THE DATA:

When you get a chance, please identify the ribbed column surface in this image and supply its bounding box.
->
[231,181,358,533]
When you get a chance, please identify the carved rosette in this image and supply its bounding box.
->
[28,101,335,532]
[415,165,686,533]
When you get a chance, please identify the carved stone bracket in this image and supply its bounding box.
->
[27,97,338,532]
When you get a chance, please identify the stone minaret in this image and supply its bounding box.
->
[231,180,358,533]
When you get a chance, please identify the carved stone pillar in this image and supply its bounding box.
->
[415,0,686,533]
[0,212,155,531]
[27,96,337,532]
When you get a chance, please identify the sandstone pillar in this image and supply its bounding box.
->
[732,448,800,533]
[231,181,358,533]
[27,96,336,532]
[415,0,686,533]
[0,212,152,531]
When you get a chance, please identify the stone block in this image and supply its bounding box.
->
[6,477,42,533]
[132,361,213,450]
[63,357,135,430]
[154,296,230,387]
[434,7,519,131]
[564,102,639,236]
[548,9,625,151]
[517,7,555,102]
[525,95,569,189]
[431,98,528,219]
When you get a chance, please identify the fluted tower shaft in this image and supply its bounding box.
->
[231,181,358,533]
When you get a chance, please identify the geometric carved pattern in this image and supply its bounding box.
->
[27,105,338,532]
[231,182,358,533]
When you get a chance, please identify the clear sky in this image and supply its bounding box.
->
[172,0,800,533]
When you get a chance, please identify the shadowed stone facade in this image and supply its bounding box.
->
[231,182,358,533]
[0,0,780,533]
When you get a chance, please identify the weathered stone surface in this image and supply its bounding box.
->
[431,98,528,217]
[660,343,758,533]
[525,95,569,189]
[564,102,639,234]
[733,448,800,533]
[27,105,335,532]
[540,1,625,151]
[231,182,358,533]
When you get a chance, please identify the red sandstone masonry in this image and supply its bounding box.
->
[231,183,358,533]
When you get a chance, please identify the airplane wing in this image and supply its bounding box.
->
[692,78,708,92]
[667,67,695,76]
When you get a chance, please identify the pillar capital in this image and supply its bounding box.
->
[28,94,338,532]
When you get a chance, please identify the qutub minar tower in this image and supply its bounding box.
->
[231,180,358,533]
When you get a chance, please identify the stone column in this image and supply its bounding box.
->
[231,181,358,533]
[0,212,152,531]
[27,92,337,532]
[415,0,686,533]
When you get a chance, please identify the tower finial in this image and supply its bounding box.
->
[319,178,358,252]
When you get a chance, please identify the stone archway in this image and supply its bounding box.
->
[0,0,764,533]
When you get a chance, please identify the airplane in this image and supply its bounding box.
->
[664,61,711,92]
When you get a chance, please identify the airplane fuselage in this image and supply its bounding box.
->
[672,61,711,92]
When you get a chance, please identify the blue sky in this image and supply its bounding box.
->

WHAT YOU HAVE TO DO: Copy the records word for word, starting with the line that contains "When you get a chance, please identify the pillar" and going on through the last line of the records.

SOLUTION BELOW:
When you get a chance, please identify the pillar capital in this image and supply its bounding box.
->
[28,94,338,532]
When you get a chance, please identify the qutub minar tower in this image and supply its bounding box.
->
[231,180,358,533]
When you get a chance, please identify the stone column in this image and supply its bounding box.
->
[231,181,358,533]
[0,212,152,531]
[27,92,337,532]
[415,0,686,533]
When you get a chance, please identify the tower finial in this image and supply its bounding box.
->
[319,178,358,252]
When you get a chance, please identify the stone archway in this image and supply its bounding box.
->
[0,0,764,533]
When you get a chance, please identify the airplane in this image and supply its bounding box.
->
[664,61,711,92]
When you get a chance, please identify the airplane fuselage in this image and supply its bounding box.
->
[672,61,711,92]
When you get a chance, please identify the blue sky in this image and supply its bounding box.
->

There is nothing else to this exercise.